Turn all of the material below into a JSON list of strings, one string per line, leaving out any blank lines.

■ **INPUT DATA**:
=======

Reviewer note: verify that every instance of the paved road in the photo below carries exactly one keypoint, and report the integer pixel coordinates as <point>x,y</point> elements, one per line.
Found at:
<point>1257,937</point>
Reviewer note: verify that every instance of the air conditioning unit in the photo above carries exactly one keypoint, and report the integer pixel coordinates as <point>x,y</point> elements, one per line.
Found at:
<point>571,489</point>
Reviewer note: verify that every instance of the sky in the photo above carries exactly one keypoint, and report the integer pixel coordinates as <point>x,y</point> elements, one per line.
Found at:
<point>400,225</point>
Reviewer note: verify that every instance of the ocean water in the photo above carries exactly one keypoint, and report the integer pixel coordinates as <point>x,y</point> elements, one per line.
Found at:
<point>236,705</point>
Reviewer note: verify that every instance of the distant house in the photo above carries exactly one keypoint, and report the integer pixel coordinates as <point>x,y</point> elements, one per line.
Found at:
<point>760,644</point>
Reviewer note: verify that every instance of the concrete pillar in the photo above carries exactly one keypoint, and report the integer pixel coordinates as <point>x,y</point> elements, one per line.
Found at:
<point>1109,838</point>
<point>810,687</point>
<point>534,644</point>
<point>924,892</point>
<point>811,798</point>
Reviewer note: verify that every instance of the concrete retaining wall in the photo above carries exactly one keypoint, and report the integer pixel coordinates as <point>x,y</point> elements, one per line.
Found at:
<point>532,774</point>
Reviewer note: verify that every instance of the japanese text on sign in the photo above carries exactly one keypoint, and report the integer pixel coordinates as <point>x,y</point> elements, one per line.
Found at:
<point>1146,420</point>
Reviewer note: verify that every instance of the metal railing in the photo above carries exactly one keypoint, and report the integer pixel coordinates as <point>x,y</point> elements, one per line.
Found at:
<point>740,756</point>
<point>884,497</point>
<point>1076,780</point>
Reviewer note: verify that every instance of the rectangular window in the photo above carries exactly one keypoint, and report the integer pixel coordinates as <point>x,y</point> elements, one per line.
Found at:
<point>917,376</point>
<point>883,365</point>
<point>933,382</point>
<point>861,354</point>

=======

■ **SOLUTION FOR THIS EXERCISE**:
[
  "Reviewer note: verify that every instance of the paved road in the photo below carries exactly one keypoint, and report the integer pixel coordinates as <point>x,y</point> elements, one per line.",
  "Found at:",
  "<point>1257,937</point>",
  "Reviewer note: verify that every instance of the air conditioning unit in the photo above carries exactly one keypoint, and report the integer pixel coordinates as <point>x,y</point> elements, one per line.",
  "Found at:",
  "<point>571,489</point>",
  "Reviewer note: verify that every instance of the sky in the photo above carries exactly one keypoint, and report the integer pixel coordinates as <point>x,y</point> elements, one per line.",
  "Found at:",
  "<point>400,225</point>",
  "Reviewer note: verify that every instance of the ocean water in the photo above carries exactly one keypoint, and report the integer pixel coordinates as <point>x,y</point> elements, one per line.",
  "Found at:",
  "<point>236,705</point>",
  "Reviewer note: verify that every instance of the distant house in the photo above carries exactly one keypoint, and report the integer pixel coordinates as <point>x,y</point> elements, one per line.",
  "Found at:",
  "<point>760,644</point>",
  "Reviewer note: verify that every instance of the concrete pillar in the photo above carries exactly one keypoint, and report the integer pixel coordinates as <point>x,y</point> elements, one per line.",
  "Found at:",
  "<point>1109,838</point>",
  "<point>810,687</point>",
  "<point>534,644</point>",
  "<point>924,892</point>",
  "<point>811,798</point>",
  "Reviewer note: verify that every instance of the concrete retaining wall in the photo above carries exactly one keypoint, and report the integer pixel coordinates as <point>x,y</point> elements, one per line.",
  "Found at:",
  "<point>532,774</point>",
  "Reviewer note: verify that every instance of the japanese text on sign in the photo above carries exactly one keypoint, and report the integer pixel coordinates as <point>x,y</point> elements, one per line.",
  "Found at:",
  "<point>1146,420</point>",
  "Reviewer note: verify that every instance of the metal railing in the photo above carries exactly one keypoint, and report the integer pixel coordinates as <point>x,y</point> elements, one per line.",
  "Found at:",
  "<point>740,756</point>",
  "<point>884,497</point>",
  "<point>1076,780</point>",
  "Reviewer note: verify that every instance of the rectangular window in the photo above carries exactly one keypoint, and report the integer pixel coordinates as <point>x,y</point> elements, one per line.",
  "Found at:",
  "<point>917,376</point>",
  "<point>883,365</point>",
  "<point>933,382</point>",
  "<point>861,354</point>"
]